-- START OF MATERIAL PROVIDED --

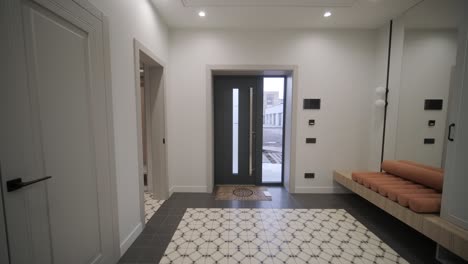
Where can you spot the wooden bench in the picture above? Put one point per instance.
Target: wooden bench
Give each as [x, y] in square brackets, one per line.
[448, 235]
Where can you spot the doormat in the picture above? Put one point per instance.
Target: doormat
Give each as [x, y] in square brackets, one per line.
[241, 193]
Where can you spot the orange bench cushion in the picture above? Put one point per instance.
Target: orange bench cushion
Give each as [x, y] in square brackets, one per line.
[368, 181]
[375, 185]
[404, 198]
[384, 189]
[393, 194]
[422, 165]
[359, 176]
[427, 177]
[425, 205]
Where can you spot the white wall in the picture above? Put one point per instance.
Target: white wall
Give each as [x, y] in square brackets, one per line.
[334, 65]
[428, 58]
[129, 20]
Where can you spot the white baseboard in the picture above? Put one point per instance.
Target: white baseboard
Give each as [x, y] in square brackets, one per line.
[128, 241]
[325, 189]
[182, 188]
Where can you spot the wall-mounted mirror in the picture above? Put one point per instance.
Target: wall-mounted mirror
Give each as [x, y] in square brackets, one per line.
[421, 73]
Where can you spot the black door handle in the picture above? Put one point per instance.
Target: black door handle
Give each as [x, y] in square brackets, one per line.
[15, 184]
[450, 138]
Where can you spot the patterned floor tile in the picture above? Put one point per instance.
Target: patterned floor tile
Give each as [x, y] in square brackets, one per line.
[283, 236]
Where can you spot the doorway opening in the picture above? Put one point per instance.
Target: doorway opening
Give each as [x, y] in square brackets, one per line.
[249, 126]
[151, 126]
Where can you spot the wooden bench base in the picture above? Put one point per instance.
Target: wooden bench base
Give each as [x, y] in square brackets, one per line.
[448, 235]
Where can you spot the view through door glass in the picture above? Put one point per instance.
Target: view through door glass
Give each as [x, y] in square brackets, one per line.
[272, 149]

-- END OF MATERIAL PROVIDED --

# EXERCISE REQUIREMENTS:
Write out the material above once more, exactly as it reads, with no pictures.

# FINAL RESULT:
Where can you spot the wooden bench in the picture above? Put one point per instance.
Target: wooden bench
Give each as [x, y] in square brackets, one per line.
[448, 235]
Where can you spot the doormat in the picture above? Put one point per instance.
Target: doormat
Give each as [x, y] in square brackets, one per line.
[241, 193]
Where can you spot the orange bench cushion in the picture above? Put one point per instance.
Target: orange bench cushion
Give each as [x, y] in square brackets, one per line.
[368, 181]
[375, 185]
[404, 198]
[384, 189]
[393, 194]
[422, 165]
[359, 176]
[427, 177]
[425, 205]
Where can you spot the white wall in the picture above? Put one point per instance.
Target: white wall
Give each as [x, y] in square brackets, one per line.
[334, 65]
[428, 58]
[129, 20]
Where can you spot the white baseboard in the picture above? Put one point per instance.
Target: white baseboard
Give each as [x, y] in square brackets, one per line.
[128, 241]
[325, 189]
[182, 188]
Where can you spot the wall-mounted mirror in the picture above? Put one point per instance.
Target: wall-mounted mirror
Give each as [x, y] in square brackets, one per line.
[421, 73]
Where can you spot the black door handle in the picture above? Put one point per instance.
Target: black door handle
Give each as [x, y] in square brackets, one per line.
[15, 184]
[450, 138]
Where can you spot the patterned floor tile in the picture above? Put one point per instance.
Target: patterned floor tile
Give each as [x, y] in square brackets, one per line.
[283, 236]
Where can you spot the doorway opening in the picture above? Put one point per instance.
Target: doorway opening
Give each as [x, y] in square brackets, one per line.
[249, 126]
[151, 126]
Where can you spot the wooden bench base in the picture above? Put one point per instance.
Target: wooden bench base
Give each as [x, y] in square brackets, one per line.
[448, 235]
Where can you spot the view through door glass in the picture above? Put one point per instance.
Target: view through door glass
Give each as [x, y] in square brackets, one per line.
[272, 149]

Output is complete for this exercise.